Labeled outline entries
· · · ·

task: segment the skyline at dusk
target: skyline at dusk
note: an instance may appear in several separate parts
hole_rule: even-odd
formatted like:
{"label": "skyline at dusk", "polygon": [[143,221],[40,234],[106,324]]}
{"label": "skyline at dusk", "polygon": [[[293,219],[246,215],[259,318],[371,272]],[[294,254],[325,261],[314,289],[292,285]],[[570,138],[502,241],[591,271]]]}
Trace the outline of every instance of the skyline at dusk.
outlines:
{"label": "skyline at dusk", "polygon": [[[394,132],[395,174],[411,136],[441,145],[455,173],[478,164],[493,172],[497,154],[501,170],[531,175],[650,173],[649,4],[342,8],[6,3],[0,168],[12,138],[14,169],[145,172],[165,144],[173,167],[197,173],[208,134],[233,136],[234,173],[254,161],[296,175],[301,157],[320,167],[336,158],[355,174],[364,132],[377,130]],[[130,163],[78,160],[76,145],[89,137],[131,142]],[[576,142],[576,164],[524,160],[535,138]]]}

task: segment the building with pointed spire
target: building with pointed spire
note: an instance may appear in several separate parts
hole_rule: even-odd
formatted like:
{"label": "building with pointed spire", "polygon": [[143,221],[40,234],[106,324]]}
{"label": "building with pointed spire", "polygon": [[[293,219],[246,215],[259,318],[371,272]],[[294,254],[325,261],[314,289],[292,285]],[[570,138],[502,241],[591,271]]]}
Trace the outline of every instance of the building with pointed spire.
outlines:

· · · ·

OBJECTIVE: Convert every line of the material above into a JSON list of strings, with one string per line and blank lines omitted.

CORRECT ANSWER:
[
  "task: segment the skyline at dusk",
  "target: skyline at dusk",
  "note: an instance may appear in several separate parts",
  "hole_rule: even-odd",
  "formatted like:",
  "{\"label\": \"skyline at dusk\", \"polygon\": [[143,221],[40,234],[106,324]]}",
  "{\"label\": \"skyline at dusk\", \"polygon\": [[[293,219],[246,215],[259,318],[371,272]],[[294,254],[325,261],[314,289],[292,285]],[[570,138],[502,241],[591,271]]]}",
  "Trace the outline of every instance of the skyline at dusk.",
  "outlines:",
  "{\"label\": \"skyline at dusk\", \"polygon\": [[[394,132],[395,174],[411,136],[441,145],[455,173],[478,164],[493,172],[497,154],[501,170],[531,175],[650,173],[649,4],[342,8],[6,3],[0,168],[12,138],[14,169],[145,172],[165,144],[173,167],[197,173],[208,134],[233,136],[234,173],[254,161],[296,175],[301,157],[320,167],[336,158],[355,174],[364,132],[377,130]],[[130,163],[78,160],[76,145],[89,137],[131,142]],[[576,142],[576,164],[524,160],[535,138]]]}",
  "task: segment the building with pointed spire",
  "target: building with pointed spire",
  "note: an instance may appear in several separate parts",
  "hole_rule: even-odd",
  "formatted like:",
  "{\"label\": \"building with pointed spire\", \"polygon\": [[143,221],[40,234],[106,324]]}",
  "{\"label\": \"building with pointed spire\", \"polygon\": [[[293,219],[246,215],[259,318],[371,272]],[[294,254],[325,261],[314,289],[292,285]],[[570,138],[502,241],[591,271]]]}",
  "Trace the outline of every instance of the building with pointed spire.",
  "outlines:"
]